▶ _Text for analysis_:
****************

Model	Counting	Temporal Rel.	Action	Spatial Rel.	Appearance	Overall
MiniGPT4-Video	22.05	26.43	22.90	22.39	22.06	23.17
Qwen2-VL 7B	38.58	56.43	57.94	58.96	71.32	56.99
LLaVA-Video 72B	54.33	58.57	57.48	66.42	77.21	62.32
GPT-4o	44.09	59.29	63.55	69.40	77.21	62.98
All Models Avg.	37.29	49.29	49.37	53.57	63.92	50.69
Human	88.98	89.29	94.39	91.04	89.71	91.08

The gap between GPT-4o and the human baseline is nearly 28 percentage points.

Ablation Study (Effect of Number of Views and Sampling Rate)¶

Configuration Change	Accuracy Change (Gemini 1.5 Flash)
1 view → 3 views (fixed 6 frames)	41.3% → 53.7% (+12.4%)
1 frame → 6 frames (fixed 3 views)	46.3% → 53.7% (+7.4%)
3 views → 6 views	53.7% → decrease (information redundancy)
6 frames → 9 frames	Negligible improvement

Conclusion: the tasks genuinely require multi-view and temporal information, but exceeding 3 views or 6 frames introduces redundancy that interferes with model performance.

****************

▶ _Extracted entries_:
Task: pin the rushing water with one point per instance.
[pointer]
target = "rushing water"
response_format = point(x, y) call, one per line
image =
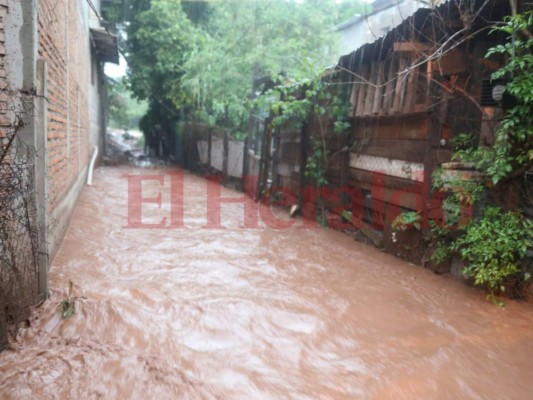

****************

▶ _Work instructions_:
(1) Duplicate the portion of the benchmark results excerpt between "The gap between" and "with model performance.", inclusive.
(2) Answer these questions from the benchmark results excerpt:
(a) What overall score is listed for the human baseline?
(b) What accuracy did Gemini 1.5 Flash achieve with 1 view at a fixed 6 frames?
(c) Which model scored 22.05 on Counting?
(3) Resume the benchmark results excerpt on multi-view video model accuracy, writing on from its final conclusion.

▶ _Answers for this exercise_:
(1)
The gap between GPT-4o and the human baseline is nearly 28 percentage points.

Ablation Study (Effect of Number of Views and Sampling Rate)¶

Configuration Change	Accuracy Change (Gemini 1.5 Flash)
1 view → 3 views (fixed 6 frames)	41.3% → 53.7% (+12.4%)
1 frame → 6 frames (fixed 3 views)	46.3% → 53.7% (+7.4%)
3 views → 6 views	53.7% → decrease (information redundancy)
6 frames → 9 frames	Negligible improvement

Conclusion: the tasks genuinely require multi-view and temporal information, but exceeding 3 views or 6 frames introduces redundancy that interferes with model performance.

(2)
(a) 91.08
(b) 41.3%
(c) MiniGPT4-Video

(3)
Captioning Task GPT-Eval Scores:

Model	GPT-Appearance	GPT-Action	GPT-Eval
Qwen2-VL 72B	3.324/5	2.791/5	3.057/5
Gemini 1.5 Pro	3.311/5	2.983/5	3.147/5
GPT-4o	3.507/5	3.258/5	3.382/5
Human	3.772/5	3.879/5	3.826/5

Key Findings¶

Counting is the most challenging sub-task: the average across all models is only 37.29% (near the random-guess baseline of 25%), requiring cross-view information integration to resolve occlusions.
Appearance understanding >> Action understanding: appearance averages 63.92% vs. action 49.37%, a gap of approximately 15%.
The open-source vs. closed-source gap is larger on action understanding: open-source models approach closed-source performance on appearance, but the gap on action understanding is substantial.
Counterfactual data exposes "memory dependence": when presented with a six-legged spider or physically impossible scenarios, all MLLMs produce incorrect answers, indicating reliance on world-knowledge priors rather than genuine visual understanding.
Good robustness: changing frame ordering (view-first vs. time-first) or adding timestamps has minimal effect on results.

Highlights & Insights¶

Filling the gap in 4D–language understanding evaluation: a novel evaluation dimension is introduced between static 3D and single-view 2D video benchmarks.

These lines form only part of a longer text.